## DATA ENTRIES
**********

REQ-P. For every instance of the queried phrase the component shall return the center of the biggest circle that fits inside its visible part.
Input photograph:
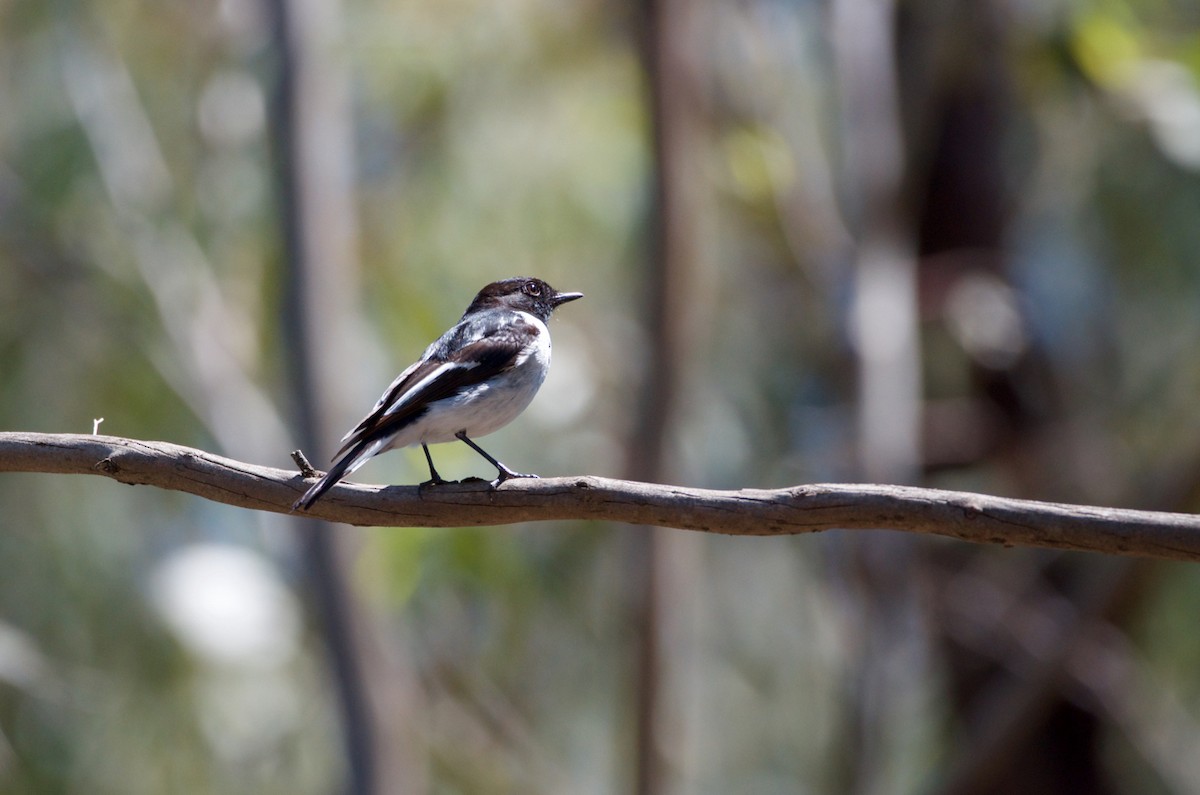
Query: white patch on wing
(486, 407)
(414, 392)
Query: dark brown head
(525, 294)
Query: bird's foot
(509, 474)
(437, 480)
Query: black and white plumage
(474, 380)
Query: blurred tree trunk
(311, 130)
(664, 560)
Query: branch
(748, 512)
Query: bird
(472, 381)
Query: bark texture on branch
(747, 512)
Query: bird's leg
(505, 473)
(435, 478)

**********

## DIRECTIONS FOR THIS TASK
Copy all of the records above word for word, leaving out the picture.

## OUTPUT FOR THIS TASK
REQ-P. For every instance of the queried phrase the component shall return the center of the biggest circle that fits inside its visible part.
Input photograph:
Query: white patch on wing
(486, 407)
(414, 392)
Query: dark brown head
(525, 294)
Query: bird's foot
(509, 474)
(437, 480)
Query: black and white plumage
(474, 380)
Query: blurred tree trunk
(311, 130)
(664, 560)
Query: branch
(748, 512)
Query: bird
(472, 381)
Query: bark texture on branch
(747, 512)
Query: bird's leg
(505, 473)
(435, 478)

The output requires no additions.